*** Block opens ***

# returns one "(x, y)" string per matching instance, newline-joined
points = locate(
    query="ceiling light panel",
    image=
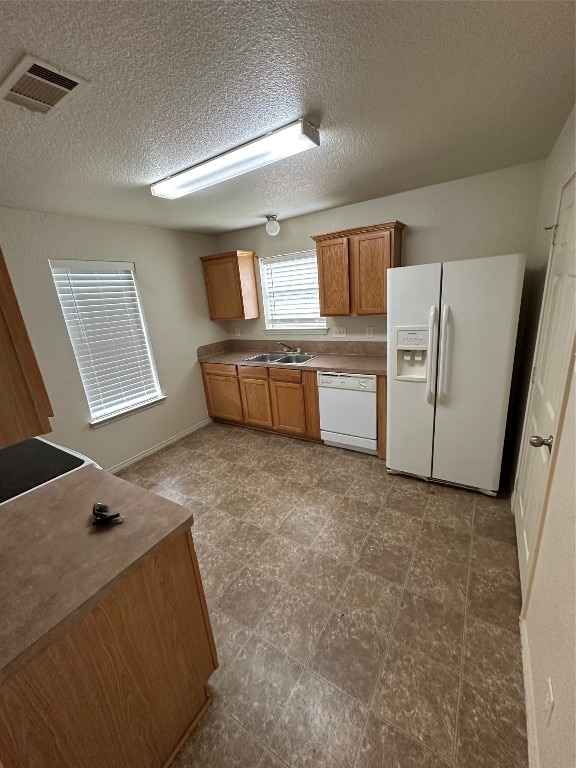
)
(273, 146)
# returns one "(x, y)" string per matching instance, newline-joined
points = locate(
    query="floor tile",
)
(430, 628)
(494, 596)
(249, 596)
(219, 742)
(410, 498)
(217, 569)
(303, 524)
(358, 514)
(320, 727)
(488, 554)
(243, 539)
(319, 576)
(453, 513)
(363, 490)
(385, 747)
(396, 527)
(339, 541)
(439, 579)
(348, 654)
(493, 658)
(451, 543)
(293, 623)
(278, 555)
(370, 599)
(240, 501)
(495, 521)
(388, 561)
(337, 482)
(229, 637)
(491, 730)
(258, 685)
(420, 697)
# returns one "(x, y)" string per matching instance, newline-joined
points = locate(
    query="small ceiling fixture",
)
(273, 146)
(272, 225)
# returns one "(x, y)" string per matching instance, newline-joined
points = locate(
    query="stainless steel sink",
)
(265, 357)
(295, 358)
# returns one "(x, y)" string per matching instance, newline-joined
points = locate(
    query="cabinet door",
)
(256, 402)
(333, 277)
(224, 401)
(24, 403)
(288, 411)
(369, 262)
(223, 288)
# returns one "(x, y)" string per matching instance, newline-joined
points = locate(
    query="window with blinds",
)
(290, 291)
(105, 320)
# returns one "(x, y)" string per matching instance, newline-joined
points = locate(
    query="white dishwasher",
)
(348, 410)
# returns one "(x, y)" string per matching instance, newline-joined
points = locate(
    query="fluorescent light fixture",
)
(273, 146)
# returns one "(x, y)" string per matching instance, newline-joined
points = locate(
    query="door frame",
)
(526, 425)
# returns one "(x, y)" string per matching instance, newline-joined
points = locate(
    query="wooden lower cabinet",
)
(255, 391)
(288, 410)
(279, 399)
(222, 390)
(124, 685)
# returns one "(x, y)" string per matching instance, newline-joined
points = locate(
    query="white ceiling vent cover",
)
(38, 86)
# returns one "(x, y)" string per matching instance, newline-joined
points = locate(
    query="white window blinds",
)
(290, 291)
(105, 321)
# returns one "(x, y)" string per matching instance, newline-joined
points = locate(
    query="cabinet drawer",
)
(285, 374)
(253, 371)
(220, 369)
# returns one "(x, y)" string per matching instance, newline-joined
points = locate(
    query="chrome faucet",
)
(288, 348)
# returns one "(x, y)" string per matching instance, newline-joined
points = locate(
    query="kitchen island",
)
(105, 639)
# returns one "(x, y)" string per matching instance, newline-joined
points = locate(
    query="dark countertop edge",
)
(237, 358)
(39, 645)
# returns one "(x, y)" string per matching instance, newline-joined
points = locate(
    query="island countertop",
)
(55, 565)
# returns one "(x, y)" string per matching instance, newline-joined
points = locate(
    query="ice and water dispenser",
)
(411, 343)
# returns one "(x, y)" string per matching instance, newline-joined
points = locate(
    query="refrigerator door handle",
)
(443, 353)
(432, 340)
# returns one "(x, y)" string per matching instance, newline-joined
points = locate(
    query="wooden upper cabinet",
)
(352, 267)
(333, 276)
(230, 281)
(24, 405)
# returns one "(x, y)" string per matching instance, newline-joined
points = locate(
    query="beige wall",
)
(550, 624)
(483, 215)
(172, 288)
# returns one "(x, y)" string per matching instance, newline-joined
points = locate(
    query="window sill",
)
(285, 331)
(123, 414)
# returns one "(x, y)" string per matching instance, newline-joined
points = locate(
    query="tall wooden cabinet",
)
(24, 405)
(230, 281)
(352, 267)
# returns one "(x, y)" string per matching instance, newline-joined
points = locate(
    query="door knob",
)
(538, 442)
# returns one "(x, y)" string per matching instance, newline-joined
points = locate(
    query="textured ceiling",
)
(406, 94)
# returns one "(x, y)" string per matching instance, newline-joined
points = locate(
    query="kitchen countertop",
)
(368, 364)
(55, 565)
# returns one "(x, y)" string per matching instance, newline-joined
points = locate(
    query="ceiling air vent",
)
(39, 86)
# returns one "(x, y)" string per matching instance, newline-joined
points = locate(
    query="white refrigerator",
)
(451, 341)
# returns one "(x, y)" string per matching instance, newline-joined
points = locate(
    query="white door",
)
(479, 319)
(551, 363)
(413, 298)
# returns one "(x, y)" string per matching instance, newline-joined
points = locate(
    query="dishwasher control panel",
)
(354, 381)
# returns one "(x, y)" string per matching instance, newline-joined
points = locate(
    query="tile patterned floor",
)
(362, 620)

*** Block closes ***

## Requirement
Say how many lines above include "countertop", please, and nothing else.

## Your solution
3